RECORDS PROVIDED:
• • • • • • •
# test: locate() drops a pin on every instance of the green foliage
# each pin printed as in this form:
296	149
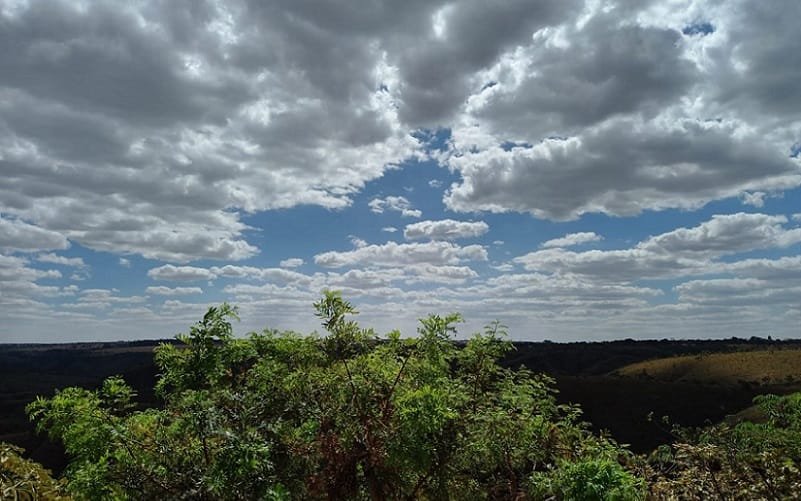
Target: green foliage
745	461
22	479
344	416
• • • • • • •
EXERCISE DETAILS: Please transcribe every record above exactly as written, leaving out the pictures.

ANSWER SECTION:
# test: locate() drops a pin on every instance of the green foliage
# each pin printed as in this form:
296	149
Target: green foliage
745	461
22	479
344	416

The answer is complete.